◆ Records of labeled boxes:
━━━━━━━━━━━━━━━━━━━━━━━━━━━━━━

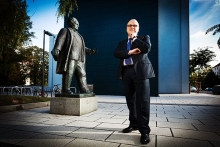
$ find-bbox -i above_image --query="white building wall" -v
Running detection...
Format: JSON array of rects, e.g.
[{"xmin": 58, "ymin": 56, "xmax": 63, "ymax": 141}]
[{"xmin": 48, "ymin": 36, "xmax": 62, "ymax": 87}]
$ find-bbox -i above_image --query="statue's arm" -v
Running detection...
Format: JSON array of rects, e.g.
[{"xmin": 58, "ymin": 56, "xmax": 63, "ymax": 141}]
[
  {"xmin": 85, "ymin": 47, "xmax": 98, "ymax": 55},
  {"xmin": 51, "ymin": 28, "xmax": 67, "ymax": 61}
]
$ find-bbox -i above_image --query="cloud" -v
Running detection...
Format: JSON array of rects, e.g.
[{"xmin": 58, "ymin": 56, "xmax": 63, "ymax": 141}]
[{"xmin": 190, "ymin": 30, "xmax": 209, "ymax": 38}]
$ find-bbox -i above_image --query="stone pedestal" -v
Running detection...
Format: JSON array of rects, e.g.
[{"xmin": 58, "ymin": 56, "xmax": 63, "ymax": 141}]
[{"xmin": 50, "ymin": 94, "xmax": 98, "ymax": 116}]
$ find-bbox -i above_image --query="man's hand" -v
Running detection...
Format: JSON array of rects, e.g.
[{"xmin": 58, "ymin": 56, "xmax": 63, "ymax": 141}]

━━━━━━━━━━━━━━━━━━━━━━━━━━━━━━

◆ Exercise requirements: Extract every line above that contains the string "bbox", treating uppercase and lowercase letters as different.

◆ Response below:
$ find-bbox -i above_image --query="white building wall" -v
$ find-bbox -i above_image --query="statue's arm" -v
$ find-bbox -i above_image --query="cloud" -v
$ find-bbox -i above_image --query="stone pedestal" -v
$ find-bbox -i above_image --query="man's hand" -v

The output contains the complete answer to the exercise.